§ TASK BRIEF: Retype the whole listing, please, keeping every line exact and dropping the pictures.

§ Image object location entries:
───

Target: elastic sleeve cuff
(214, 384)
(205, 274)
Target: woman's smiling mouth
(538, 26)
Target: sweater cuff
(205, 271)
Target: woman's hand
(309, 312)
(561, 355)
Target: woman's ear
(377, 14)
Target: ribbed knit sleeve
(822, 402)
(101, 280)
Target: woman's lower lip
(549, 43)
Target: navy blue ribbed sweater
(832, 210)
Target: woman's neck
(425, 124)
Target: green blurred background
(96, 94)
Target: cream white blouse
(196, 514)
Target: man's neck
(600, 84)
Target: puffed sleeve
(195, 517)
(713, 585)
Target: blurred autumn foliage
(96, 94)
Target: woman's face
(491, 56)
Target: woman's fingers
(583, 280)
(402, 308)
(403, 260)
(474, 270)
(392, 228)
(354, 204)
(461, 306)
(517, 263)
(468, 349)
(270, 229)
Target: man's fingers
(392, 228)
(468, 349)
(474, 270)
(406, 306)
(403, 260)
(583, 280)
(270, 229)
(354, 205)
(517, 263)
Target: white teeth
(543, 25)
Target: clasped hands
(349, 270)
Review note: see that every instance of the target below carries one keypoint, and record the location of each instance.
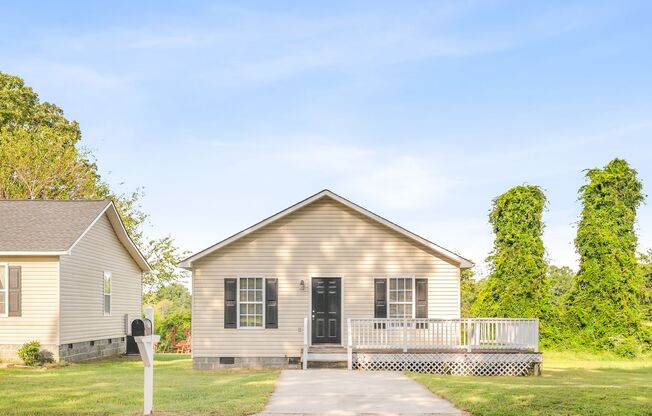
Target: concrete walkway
(349, 393)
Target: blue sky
(227, 112)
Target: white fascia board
(464, 263)
(33, 253)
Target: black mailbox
(141, 327)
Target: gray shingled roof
(45, 225)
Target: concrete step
(327, 357)
(327, 364)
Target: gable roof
(54, 227)
(464, 263)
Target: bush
(30, 353)
(627, 347)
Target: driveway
(349, 393)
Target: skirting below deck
(453, 363)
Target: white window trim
(5, 313)
(257, 328)
(104, 273)
(414, 295)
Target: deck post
(349, 345)
(469, 334)
(304, 359)
(404, 334)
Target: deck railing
(464, 335)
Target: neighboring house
(326, 259)
(69, 274)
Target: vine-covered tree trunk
(517, 286)
(603, 305)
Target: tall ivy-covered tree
(40, 158)
(516, 286)
(469, 290)
(603, 305)
(645, 269)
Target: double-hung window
(4, 294)
(107, 293)
(401, 298)
(250, 305)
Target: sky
(422, 112)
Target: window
(401, 298)
(107, 293)
(250, 305)
(4, 283)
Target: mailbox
(139, 327)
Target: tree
(172, 309)
(604, 303)
(517, 286)
(645, 269)
(469, 288)
(40, 158)
(560, 280)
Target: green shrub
(628, 347)
(30, 353)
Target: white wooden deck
(477, 346)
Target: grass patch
(571, 384)
(116, 387)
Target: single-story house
(69, 275)
(325, 259)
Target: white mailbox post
(146, 349)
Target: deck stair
(327, 356)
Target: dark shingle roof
(45, 225)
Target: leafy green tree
(40, 158)
(517, 286)
(172, 309)
(561, 280)
(604, 304)
(645, 269)
(469, 288)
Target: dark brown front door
(326, 310)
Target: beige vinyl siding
(324, 239)
(40, 303)
(82, 274)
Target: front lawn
(571, 384)
(116, 387)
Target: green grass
(116, 387)
(571, 384)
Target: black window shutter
(271, 303)
(15, 296)
(422, 297)
(380, 298)
(230, 303)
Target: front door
(326, 310)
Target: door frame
(342, 320)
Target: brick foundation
(213, 363)
(90, 350)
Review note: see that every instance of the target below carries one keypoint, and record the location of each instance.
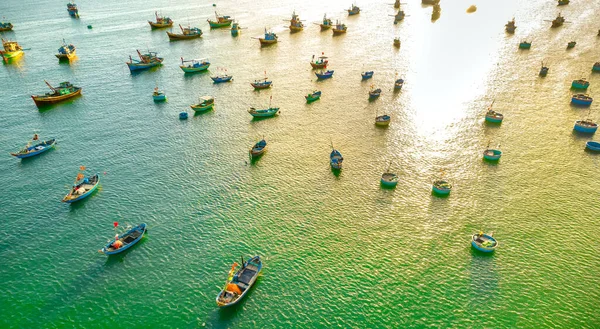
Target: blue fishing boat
(82, 188)
(484, 242)
(593, 146)
(29, 150)
(124, 241)
(580, 84)
(258, 149)
(239, 282)
(441, 187)
(582, 99)
(324, 75)
(145, 62)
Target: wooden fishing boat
(582, 99)
(320, 63)
(295, 23)
(161, 22)
(383, 120)
(65, 90)
(145, 62)
(311, 97)
(124, 241)
(72, 10)
(441, 187)
(354, 10)
(5, 26)
(29, 150)
(510, 27)
(12, 50)
(82, 188)
(585, 126)
(484, 242)
(258, 149)
(593, 146)
(269, 39)
(65, 52)
(524, 45)
(367, 75)
(239, 282)
(321, 75)
(222, 21)
(205, 103)
(580, 84)
(335, 159)
(186, 33)
(339, 28)
(158, 96)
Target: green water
(338, 250)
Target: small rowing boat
(222, 21)
(239, 282)
(205, 103)
(124, 241)
(186, 33)
(484, 242)
(29, 150)
(311, 97)
(65, 90)
(145, 62)
(161, 22)
(82, 188)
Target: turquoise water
(338, 250)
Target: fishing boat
(335, 159)
(65, 90)
(72, 10)
(222, 21)
(311, 97)
(161, 22)
(524, 45)
(354, 10)
(321, 75)
(295, 23)
(326, 23)
(441, 187)
(145, 62)
(82, 188)
(258, 149)
(124, 241)
(580, 84)
(12, 50)
(5, 26)
(339, 28)
(367, 75)
(194, 65)
(593, 146)
(205, 103)
(239, 282)
(382, 120)
(33, 150)
(582, 99)
(65, 52)
(158, 96)
(510, 27)
(374, 93)
(585, 126)
(544, 70)
(320, 63)
(484, 242)
(186, 33)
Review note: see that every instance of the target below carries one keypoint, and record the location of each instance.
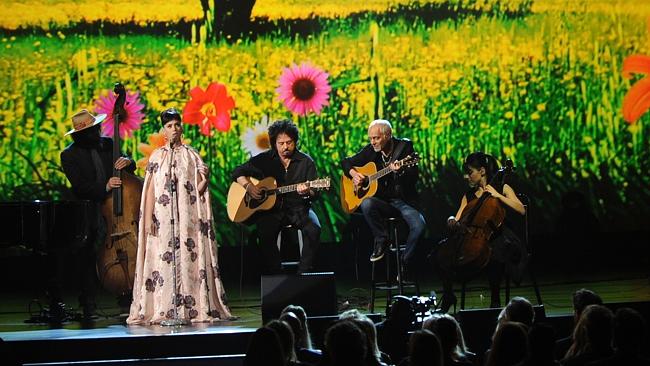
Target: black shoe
(495, 304)
(57, 313)
(378, 252)
(90, 312)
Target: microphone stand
(176, 321)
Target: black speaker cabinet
(315, 292)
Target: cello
(466, 252)
(116, 258)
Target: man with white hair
(396, 194)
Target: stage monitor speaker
(315, 292)
(478, 325)
(643, 307)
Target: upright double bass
(466, 251)
(116, 259)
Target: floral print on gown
(200, 294)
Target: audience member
(592, 337)
(285, 334)
(581, 299)
(450, 335)
(424, 350)
(541, 346)
(629, 335)
(345, 345)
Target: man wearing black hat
(88, 165)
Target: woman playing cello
(504, 248)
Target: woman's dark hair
(170, 114)
(480, 160)
(283, 126)
(286, 337)
(425, 349)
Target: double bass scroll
(117, 257)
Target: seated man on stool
(396, 195)
(288, 165)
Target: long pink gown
(200, 294)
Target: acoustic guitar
(352, 196)
(242, 205)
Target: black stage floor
(223, 343)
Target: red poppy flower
(209, 108)
(637, 100)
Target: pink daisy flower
(303, 89)
(133, 107)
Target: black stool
(396, 250)
(283, 235)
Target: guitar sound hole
(254, 203)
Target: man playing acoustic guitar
(287, 165)
(395, 194)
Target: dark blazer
(401, 185)
(268, 164)
(78, 166)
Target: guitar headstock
(322, 183)
(409, 160)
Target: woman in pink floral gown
(184, 201)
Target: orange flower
(637, 100)
(209, 108)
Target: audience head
(303, 340)
(264, 349)
(367, 326)
(509, 345)
(519, 310)
(582, 298)
(424, 349)
(285, 335)
(345, 344)
(449, 333)
(593, 332)
(629, 330)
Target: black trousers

───

§ RESPONSE BELOW:
Target: elastic sleeve cuff
(214, 384)
(205, 274)
Target: woman's smiling mouth
(538, 26)
Target: sweater cuff
(205, 271)
Target: woman's hand
(309, 312)
(561, 355)
Target: woman's ear
(377, 14)
Target: ribbed knit sleeve
(822, 402)
(101, 280)
Target: woman's lower lip
(549, 43)
Target: navy blue ribbed sweater
(832, 210)
Target: woman's neck
(425, 124)
Target: green blurred background
(96, 94)
Target: cream white blouse
(196, 514)
Target: man's neck
(600, 84)
Target: puffed sleeve
(195, 517)
(713, 585)
Target: blurred autumn foliage
(96, 94)
Target: woman's face
(491, 56)
Target: woman's fingers
(583, 280)
(402, 308)
(403, 260)
(474, 270)
(392, 228)
(354, 204)
(461, 306)
(517, 263)
(468, 349)
(270, 229)
Target: man's fingers
(392, 228)
(468, 349)
(474, 270)
(406, 306)
(403, 260)
(583, 280)
(270, 229)
(354, 205)
(517, 263)
Target: white teeth
(543, 25)
Target: clasped hands
(349, 270)
Review note: see that every instance of the target below carries one keypoint, and record the location of each instance.
Target: concrete walkway
(349, 393)
Target: blue sky
(227, 112)
Target: white fascia board
(464, 263)
(33, 253)
Target: black mailbox
(141, 327)
Target: gray shingled roof
(45, 225)
Target: concrete step
(327, 357)
(327, 364)
Target: gable roof
(54, 227)
(464, 263)
Target: bush
(30, 353)
(627, 347)
Target: driveway
(349, 393)
Target: skirting below deck
(453, 363)
Target: white window trim
(5, 313)
(257, 328)
(104, 273)
(414, 295)
Target: deck post
(349, 345)
(469, 334)
(304, 359)
(404, 334)
Target: deck railing
(464, 335)
Target: neighboring house
(326, 259)
(69, 274)
Target: vine-covered tree trunk
(517, 286)
(603, 305)
Target: tall ivy-covered tree
(40, 158)
(516, 286)
(469, 290)
(603, 305)
(645, 269)
Target: double-hung window
(4, 294)
(107, 293)
(401, 298)
(250, 305)
Target: sky
(422, 112)
Target: window
(401, 298)
(107, 293)
(250, 305)
(4, 283)
Target: mailbox
(139, 327)
Target: tree
(172, 309)
(604, 303)
(517, 286)
(645, 269)
(469, 288)
(40, 158)
(560, 280)
Target: green shrub
(628, 347)
(30, 353)
Target: white wooden deck
(477, 346)
Target: grass patch
(571, 384)
(116, 387)
Target: single-story house
(69, 275)
(325, 259)
Target: white mailbox post
(146, 349)
Target: deck stair
(327, 356)
Target: dark shingle roof
(45, 225)
Target: leafy green tree
(40, 158)
(517, 286)
(172, 309)
(561, 280)
(604, 304)
(645, 269)
(469, 288)
Target: dark brown front door
(326, 310)
Target: beige vinyl siding
(324, 239)
(40, 303)
(82, 274)
Target: front lawn
(571, 384)
(116, 387)
Target: green grass
(116, 387)
(571, 384)
Target: black window shutter
(271, 303)
(15, 296)
(422, 297)
(380, 298)
(230, 303)
Target: front door
(326, 310)
Target: door frame
(342, 320)
Target: brick foundation
(213, 363)
(90, 350)
Review note: see that every instance of the target below carries one keypoint, and record the location of each instance.
Target: blue fishing boat
(82, 188)
(484, 242)
(593, 146)
(29, 150)
(124, 241)
(580, 84)
(258, 149)
(239, 282)
(441, 187)
(582, 99)
(324, 75)
(145, 62)
Target: wooden fishing boat
(582, 99)
(320, 63)
(295, 23)
(161, 22)
(383, 120)
(65, 90)
(145, 62)
(311, 97)
(124, 241)
(72, 10)
(441, 187)
(354, 10)
(5, 26)
(29, 150)
(510, 27)
(12, 50)
(82, 188)
(585, 126)
(484, 242)
(258, 149)
(593, 146)
(269, 39)
(65, 52)
(524, 45)
(367, 75)
(239, 282)
(321, 75)
(222, 21)
(205, 103)
(580, 84)
(335, 159)
(186, 33)
(339, 28)
(158, 96)
Target: green water
(338, 250)
Target: small rowing boat
(222, 21)
(239, 282)
(205, 103)
(124, 241)
(186, 33)
(484, 242)
(29, 150)
(311, 97)
(65, 90)
(145, 62)
(161, 22)
(82, 188)
Target: turquoise water
(338, 250)
Target: fishing boat
(335, 159)
(65, 90)
(72, 10)
(222, 21)
(311, 97)
(161, 22)
(524, 45)
(354, 10)
(321, 75)
(295, 23)
(326, 23)
(441, 187)
(145, 62)
(82, 188)
(258, 149)
(124, 241)
(580, 84)
(12, 50)
(5, 26)
(339, 28)
(367, 75)
(194, 65)
(593, 146)
(205, 103)
(239, 282)
(382, 120)
(33, 150)
(582, 99)
(65, 52)
(158, 96)
(510, 27)
(374, 93)
(585, 126)
(544, 70)
(320, 63)
(484, 242)
(186, 33)
Review note: see that every instance of the target below carries one keypoint, and record the location of each instance.
Target: black shoe
(495, 304)
(57, 313)
(378, 252)
(90, 312)
Target: microphone stand
(176, 321)
Target: black speaker cabinet
(315, 292)
Target: cello
(466, 252)
(116, 258)
Target: man with white hair
(396, 194)
Target: stage monitor speaker
(315, 292)
(478, 325)
(643, 307)
Target: upright double bass
(466, 251)
(116, 259)
Target: floral print on gown
(200, 294)
Target: audience member
(592, 337)
(285, 334)
(581, 299)
(450, 335)
(424, 350)
(541, 346)
(629, 335)
(345, 345)
Target: man wearing black hat
(88, 165)
Target: woman playing cello
(504, 248)
Target: woman's dark hair
(170, 114)
(480, 160)
(283, 126)
(286, 337)
(425, 349)
Target: double bass scroll
(117, 257)
Target: seated man on stool
(396, 195)
(288, 165)
Target: long pink gown
(200, 294)
Target: acoustic guitar
(352, 196)
(242, 205)
Target: black stage floor
(223, 343)
Target: red poppy flower
(209, 108)
(637, 100)
Target: pink daisy flower
(303, 89)
(133, 107)
Target: black stool
(396, 250)
(283, 235)
Target: guitar sound hole
(254, 203)
Target: man playing acoustic guitar
(287, 165)
(395, 194)
Target: dark blazer
(401, 185)
(268, 164)
(78, 166)
Target: guitar headstock
(322, 183)
(409, 160)
Target: woman in pink floral gown
(184, 201)
Target: orange flower
(637, 100)
(209, 108)
Target: audience head
(303, 340)
(264, 349)
(367, 326)
(509, 345)
(519, 310)
(582, 298)
(424, 349)
(285, 335)
(345, 344)
(449, 333)
(593, 332)
(629, 330)
Target: black trousers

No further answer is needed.